BEGIN Given text

But he is a nominal libertarian.

JD| 6.28.12 @ 6:24PM

Your argument sounds like that of the liberal who says that conservatives who accept Social Security benefits are hypocrites. Such arguments are ludicrous.

If you want to buy house A and your wife wants to buy house B, then after you buy house B (see what I did there?), will you refuse to live in it even though you're paying for it? Of course not. You're paying for it. It wasn't what you wanted, but you still take what you're paying for. And if it continues to trouble you, you work to change it.

Democrats constantly try to set conservatives up for false charges of hypocrisy by instituting programs that take our money away, then redistribute (less of) it back to us, and calling us hypocrites if we accept any redistribute. But so long as they force the taking of our money away, we can't afford to do any different! It's a game of "stop hitting yourself", played by bullies.

Von Mises Jr| 6.28.12 @ 8:16AM

Hayek wrote several essays about "Our Poisoned Language." He cited words such as "Liberal" where Mises and he wrote books about Classical Liberalism that today is the opposite of what uneducated and contemporary people call liberalism.
"Justice" was also perverted from justice under the law or equal opportunity to justice defined as equality of outcome.
"Freedom" is perhaps the most egregious bastardization of a word. Pascal taught that whenever one embarks upon a dialog or logical argument, the words must have clear, unambiguous and unequivocal meaning. To a conservative/libertarian, freedom means to utilize and dispose of private property as you wish, and to be free to life, liberty and other basic natural rights. But to a socialist, freedom means to be relieved of the worry of housing, clothing, food and entertainment since someone else must provide them to you free.
This is why socialist cannot be reasoned with, and they must be defeated.

Petronius| 6.28.12 @ 11:26AM

"Social Justice" to the aggrieved means satisfaction at the expense of those they despise. What it is supposed to mean is, all judged guilty of the same crime get the same penalty. All pay the same rate of tax and get the same response from government agencies and emergency services.
A great exposition of that premise can be seen in John Patrick's play, Teahouse of the August Moon. Sakini is too much the philosopher and bearer of truth which is unwelcome to the peasant women in the village where they have been told by Captain Fisby that "Plan B" prescribes equality just before Lotus Blossom gets dumped on him and all hell breaks loose with demands for those things the geisha girl has which they don't. What is stated is seldom heard and understood in context on the receiving end.
Our problem is, all the spoiled brats are too superannuated to spank and send to bed without supper. They voted to plunder Our earnings to the extent that has forced us to do the only thing we can; quit working and earning so they can't take it anymore. Because, we can't either.

END Given text

== Questions to answer ==
(a) In the comment thread, which play does Petronius cite, and who wrote it?
(b) Please list the things that, according to Von Mises Jr in the comment thread, a socialist means to be relieved of the worry of when speaking of freedom.

BEGIN Data under study

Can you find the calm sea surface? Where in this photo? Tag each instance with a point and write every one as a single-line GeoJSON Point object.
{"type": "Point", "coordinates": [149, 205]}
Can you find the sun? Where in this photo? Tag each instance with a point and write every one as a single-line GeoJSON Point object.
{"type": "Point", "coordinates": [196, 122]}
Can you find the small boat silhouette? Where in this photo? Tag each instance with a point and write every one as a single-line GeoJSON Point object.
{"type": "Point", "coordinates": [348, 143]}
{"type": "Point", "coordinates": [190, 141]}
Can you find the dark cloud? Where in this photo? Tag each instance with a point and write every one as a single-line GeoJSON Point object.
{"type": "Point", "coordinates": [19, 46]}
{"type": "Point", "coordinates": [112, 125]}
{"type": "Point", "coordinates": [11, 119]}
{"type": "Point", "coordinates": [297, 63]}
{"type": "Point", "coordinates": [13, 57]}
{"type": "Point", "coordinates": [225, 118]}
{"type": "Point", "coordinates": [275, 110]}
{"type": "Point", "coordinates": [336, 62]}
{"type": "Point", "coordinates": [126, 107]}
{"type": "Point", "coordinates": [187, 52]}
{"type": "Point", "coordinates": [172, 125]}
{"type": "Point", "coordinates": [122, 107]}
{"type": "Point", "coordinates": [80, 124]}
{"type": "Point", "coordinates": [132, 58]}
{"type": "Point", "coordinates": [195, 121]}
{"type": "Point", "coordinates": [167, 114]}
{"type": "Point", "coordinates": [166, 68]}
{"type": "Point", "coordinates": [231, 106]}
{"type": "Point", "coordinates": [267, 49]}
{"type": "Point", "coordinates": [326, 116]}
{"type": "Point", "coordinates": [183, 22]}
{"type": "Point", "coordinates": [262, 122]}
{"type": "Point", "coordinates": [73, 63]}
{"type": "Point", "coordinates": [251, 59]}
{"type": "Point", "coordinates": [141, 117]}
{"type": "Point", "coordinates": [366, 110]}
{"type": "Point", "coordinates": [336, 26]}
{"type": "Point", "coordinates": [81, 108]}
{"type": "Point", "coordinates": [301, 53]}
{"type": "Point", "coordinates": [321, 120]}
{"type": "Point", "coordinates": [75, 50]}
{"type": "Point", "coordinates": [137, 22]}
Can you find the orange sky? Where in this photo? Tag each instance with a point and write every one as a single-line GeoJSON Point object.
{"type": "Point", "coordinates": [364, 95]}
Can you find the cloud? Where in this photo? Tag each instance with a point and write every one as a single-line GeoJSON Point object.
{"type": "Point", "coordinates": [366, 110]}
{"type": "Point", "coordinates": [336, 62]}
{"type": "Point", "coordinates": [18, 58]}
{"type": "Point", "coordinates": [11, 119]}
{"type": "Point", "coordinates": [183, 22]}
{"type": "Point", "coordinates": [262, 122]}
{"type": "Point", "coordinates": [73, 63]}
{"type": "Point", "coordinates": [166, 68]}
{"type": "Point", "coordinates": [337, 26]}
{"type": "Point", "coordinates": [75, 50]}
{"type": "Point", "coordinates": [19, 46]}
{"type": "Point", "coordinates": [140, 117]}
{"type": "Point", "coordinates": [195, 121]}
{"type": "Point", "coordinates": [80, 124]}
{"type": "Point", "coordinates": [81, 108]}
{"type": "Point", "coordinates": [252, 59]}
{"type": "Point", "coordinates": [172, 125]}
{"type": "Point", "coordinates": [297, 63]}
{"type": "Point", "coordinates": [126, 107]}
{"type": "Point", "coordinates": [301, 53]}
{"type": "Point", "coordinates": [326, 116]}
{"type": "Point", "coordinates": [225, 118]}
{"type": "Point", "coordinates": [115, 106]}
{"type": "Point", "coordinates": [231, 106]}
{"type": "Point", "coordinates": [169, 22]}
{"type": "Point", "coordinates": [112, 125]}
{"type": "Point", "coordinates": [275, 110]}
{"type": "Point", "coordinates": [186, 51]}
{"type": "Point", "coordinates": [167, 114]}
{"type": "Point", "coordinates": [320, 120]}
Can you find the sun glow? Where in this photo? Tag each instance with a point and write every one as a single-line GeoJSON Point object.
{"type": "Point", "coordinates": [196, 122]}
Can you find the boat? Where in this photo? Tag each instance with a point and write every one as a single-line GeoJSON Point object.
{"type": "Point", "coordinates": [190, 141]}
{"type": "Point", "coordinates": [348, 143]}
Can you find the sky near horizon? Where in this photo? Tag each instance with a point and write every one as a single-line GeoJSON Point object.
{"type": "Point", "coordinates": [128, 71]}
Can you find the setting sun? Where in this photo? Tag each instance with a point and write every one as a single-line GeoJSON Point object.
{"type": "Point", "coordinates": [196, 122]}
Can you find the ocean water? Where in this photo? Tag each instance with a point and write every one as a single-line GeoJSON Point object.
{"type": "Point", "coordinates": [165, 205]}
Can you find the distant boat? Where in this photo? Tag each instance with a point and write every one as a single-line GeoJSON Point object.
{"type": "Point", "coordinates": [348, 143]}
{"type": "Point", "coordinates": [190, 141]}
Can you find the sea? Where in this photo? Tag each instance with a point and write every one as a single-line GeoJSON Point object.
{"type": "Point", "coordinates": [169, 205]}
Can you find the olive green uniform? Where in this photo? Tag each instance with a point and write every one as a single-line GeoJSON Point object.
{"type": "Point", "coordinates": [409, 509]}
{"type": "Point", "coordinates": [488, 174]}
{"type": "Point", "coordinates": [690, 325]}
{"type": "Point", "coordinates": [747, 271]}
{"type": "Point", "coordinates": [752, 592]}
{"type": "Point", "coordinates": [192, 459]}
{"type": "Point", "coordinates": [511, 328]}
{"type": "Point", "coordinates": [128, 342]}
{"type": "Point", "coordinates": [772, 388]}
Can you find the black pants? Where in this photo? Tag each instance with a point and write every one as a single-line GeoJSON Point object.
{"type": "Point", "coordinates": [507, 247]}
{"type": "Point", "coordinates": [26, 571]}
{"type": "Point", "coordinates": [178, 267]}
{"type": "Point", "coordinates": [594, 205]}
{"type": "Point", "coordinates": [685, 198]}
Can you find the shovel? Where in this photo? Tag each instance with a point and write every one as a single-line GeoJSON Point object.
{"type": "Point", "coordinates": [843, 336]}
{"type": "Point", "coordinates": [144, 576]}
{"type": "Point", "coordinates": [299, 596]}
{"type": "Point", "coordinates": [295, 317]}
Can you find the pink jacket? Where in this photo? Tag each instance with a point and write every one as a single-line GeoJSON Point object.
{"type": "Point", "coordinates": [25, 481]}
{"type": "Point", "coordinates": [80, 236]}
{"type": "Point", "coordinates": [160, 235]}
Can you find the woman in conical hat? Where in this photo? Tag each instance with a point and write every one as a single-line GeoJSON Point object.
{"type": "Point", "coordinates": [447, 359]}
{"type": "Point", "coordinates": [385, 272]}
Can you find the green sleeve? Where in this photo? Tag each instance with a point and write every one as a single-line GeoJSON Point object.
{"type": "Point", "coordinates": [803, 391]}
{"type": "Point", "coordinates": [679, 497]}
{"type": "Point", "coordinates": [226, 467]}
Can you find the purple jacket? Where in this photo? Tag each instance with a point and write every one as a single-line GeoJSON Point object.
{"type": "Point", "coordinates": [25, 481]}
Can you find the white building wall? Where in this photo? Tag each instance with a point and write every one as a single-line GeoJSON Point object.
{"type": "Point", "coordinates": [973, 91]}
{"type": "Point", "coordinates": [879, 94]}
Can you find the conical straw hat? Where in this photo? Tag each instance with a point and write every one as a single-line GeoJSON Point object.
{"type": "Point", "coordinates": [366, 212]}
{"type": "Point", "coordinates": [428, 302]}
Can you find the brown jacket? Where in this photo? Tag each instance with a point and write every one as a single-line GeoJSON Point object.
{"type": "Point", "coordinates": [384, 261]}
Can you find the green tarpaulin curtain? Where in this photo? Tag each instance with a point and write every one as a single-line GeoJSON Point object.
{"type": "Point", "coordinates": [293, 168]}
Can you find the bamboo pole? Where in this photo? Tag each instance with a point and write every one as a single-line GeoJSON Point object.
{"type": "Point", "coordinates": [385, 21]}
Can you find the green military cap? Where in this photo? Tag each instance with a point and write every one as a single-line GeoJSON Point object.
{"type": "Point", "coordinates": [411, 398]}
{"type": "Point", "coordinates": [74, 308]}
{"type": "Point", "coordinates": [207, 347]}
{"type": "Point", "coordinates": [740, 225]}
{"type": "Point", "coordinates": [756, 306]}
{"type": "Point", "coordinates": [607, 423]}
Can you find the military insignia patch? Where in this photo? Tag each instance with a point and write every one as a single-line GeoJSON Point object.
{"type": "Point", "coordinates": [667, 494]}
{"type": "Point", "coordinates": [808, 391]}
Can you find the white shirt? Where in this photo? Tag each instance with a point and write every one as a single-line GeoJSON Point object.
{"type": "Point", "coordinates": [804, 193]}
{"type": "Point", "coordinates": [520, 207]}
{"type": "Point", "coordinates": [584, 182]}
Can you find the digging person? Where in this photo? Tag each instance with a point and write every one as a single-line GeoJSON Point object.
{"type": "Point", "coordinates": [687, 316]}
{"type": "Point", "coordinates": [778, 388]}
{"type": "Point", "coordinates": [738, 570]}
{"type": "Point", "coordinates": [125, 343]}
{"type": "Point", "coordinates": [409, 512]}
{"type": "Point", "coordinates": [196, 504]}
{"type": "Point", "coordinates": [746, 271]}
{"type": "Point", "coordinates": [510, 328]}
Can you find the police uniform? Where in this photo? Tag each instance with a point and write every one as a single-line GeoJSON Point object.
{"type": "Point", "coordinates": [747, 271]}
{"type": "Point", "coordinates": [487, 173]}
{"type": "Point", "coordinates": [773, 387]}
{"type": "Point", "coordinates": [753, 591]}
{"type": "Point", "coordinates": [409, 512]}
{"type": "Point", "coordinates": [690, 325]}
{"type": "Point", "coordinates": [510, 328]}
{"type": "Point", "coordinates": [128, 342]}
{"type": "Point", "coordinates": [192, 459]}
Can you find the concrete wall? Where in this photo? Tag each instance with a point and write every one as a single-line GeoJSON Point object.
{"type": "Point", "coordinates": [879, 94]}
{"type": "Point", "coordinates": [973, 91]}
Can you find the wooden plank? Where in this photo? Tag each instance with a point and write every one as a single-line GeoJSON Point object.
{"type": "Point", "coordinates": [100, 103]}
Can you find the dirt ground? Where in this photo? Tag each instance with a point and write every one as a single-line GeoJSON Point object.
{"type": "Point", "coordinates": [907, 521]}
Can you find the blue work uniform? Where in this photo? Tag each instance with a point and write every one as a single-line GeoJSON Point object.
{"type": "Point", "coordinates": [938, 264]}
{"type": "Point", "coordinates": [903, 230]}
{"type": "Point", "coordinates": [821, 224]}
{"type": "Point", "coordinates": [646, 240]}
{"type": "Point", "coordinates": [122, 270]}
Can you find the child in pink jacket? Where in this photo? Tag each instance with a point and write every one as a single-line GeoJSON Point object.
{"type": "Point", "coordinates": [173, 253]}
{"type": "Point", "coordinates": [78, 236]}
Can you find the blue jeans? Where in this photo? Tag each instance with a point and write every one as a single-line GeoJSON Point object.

END Data under study

== Answers for the tasks ==
(a) Teahouse of the August Moon, by John Patrick.

(b) Housing, clothing, food, entertainment